-- Start of INPUT FOR THIS TASK --
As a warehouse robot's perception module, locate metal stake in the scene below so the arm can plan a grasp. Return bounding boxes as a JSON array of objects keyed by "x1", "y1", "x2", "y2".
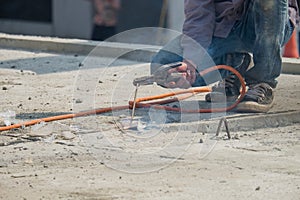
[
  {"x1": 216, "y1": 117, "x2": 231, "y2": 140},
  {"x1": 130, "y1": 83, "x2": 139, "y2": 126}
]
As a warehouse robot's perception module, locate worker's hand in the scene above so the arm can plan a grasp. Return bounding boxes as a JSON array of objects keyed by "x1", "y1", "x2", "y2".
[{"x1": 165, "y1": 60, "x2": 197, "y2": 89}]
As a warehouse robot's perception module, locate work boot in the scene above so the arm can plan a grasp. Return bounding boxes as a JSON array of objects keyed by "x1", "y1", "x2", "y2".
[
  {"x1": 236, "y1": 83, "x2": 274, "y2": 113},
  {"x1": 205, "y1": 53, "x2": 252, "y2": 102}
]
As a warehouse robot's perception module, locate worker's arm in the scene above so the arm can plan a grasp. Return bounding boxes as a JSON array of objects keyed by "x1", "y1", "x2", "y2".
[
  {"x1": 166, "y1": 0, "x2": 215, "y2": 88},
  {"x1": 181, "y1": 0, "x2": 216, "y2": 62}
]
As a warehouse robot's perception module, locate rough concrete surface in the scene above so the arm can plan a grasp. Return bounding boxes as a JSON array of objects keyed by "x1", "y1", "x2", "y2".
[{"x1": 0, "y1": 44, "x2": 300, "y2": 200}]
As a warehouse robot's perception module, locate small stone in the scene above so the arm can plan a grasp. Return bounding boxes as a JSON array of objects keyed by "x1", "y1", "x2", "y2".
-- End of INPUT FOR THIS TASK --
-- Start of INPUT FOR THIS TASK --
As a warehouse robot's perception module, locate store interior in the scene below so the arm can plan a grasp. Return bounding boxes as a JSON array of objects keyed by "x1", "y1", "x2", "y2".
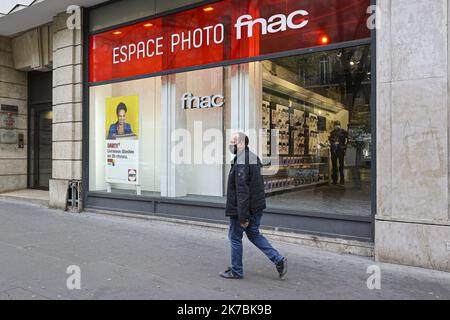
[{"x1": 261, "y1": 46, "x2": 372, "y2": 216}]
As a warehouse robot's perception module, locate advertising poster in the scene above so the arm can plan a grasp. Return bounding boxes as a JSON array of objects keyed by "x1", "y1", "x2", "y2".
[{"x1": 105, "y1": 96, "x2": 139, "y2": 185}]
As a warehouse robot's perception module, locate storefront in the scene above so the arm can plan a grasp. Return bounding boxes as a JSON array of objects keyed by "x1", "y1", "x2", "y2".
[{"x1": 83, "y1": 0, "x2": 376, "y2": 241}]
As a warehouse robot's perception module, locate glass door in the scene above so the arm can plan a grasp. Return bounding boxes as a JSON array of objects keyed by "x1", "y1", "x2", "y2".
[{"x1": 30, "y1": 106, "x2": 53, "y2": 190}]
-- End of INPUT FOR THIS TASK --
• **DIRECTIONS**: Copy out the lines above, from the line containing "As a warehouse robot's perception module, locate metal" up to and including the line containing "As a warehouse robot's perception module, locate small", and leave the pictures out of your answer.

• **THE SOLUTION**:
As a warehouse robot's perception module, locate metal stake in the scene below so the arm can plan a grasp. Return bounding boxes as a JSON array of objects keyed by "x1", "y1", "x2", "y2".
[
  {"x1": 216, "y1": 117, "x2": 231, "y2": 140},
  {"x1": 130, "y1": 83, "x2": 139, "y2": 126}
]
As a warehouse robot's perception module, locate worker's hand in the scene above so the arm can plan a grasp. Return bounding boxes as a JSON array of objects keyed by "x1", "y1", "x2", "y2".
[{"x1": 165, "y1": 60, "x2": 197, "y2": 89}]
As a warehouse robot's perception module, locate work boot in the scene above so the arm can plan a grasp. Return bounding boxes as a JSON array of objects keyed by "x1", "y1", "x2", "y2".
[
  {"x1": 236, "y1": 83, "x2": 274, "y2": 113},
  {"x1": 205, "y1": 53, "x2": 252, "y2": 102}
]
As a warehouse robot's perception module, locate worker's arm in the scene above so the arm can plan a grasp. Return bounding boxes as a JSON array of objects keyed by "x1", "y1", "x2", "y2".
[
  {"x1": 166, "y1": 0, "x2": 215, "y2": 88},
  {"x1": 181, "y1": 0, "x2": 216, "y2": 62}
]
As a warehouse robot's perception module, locate rough concrete surface in the scene above so the arm can plan a grasp. Return bounding boxes as a JSON array of objects keyed by "x1", "y1", "x2", "y2".
[{"x1": 0, "y1": 44, "x2": 300, "y2": 200}]
As a warehouse robot's perception module, locate small stone in the scene above so the arm can plan a grasp. Return bounding boxes as a JSON array of objects keyed by "x1", "y1", "x2", "y2".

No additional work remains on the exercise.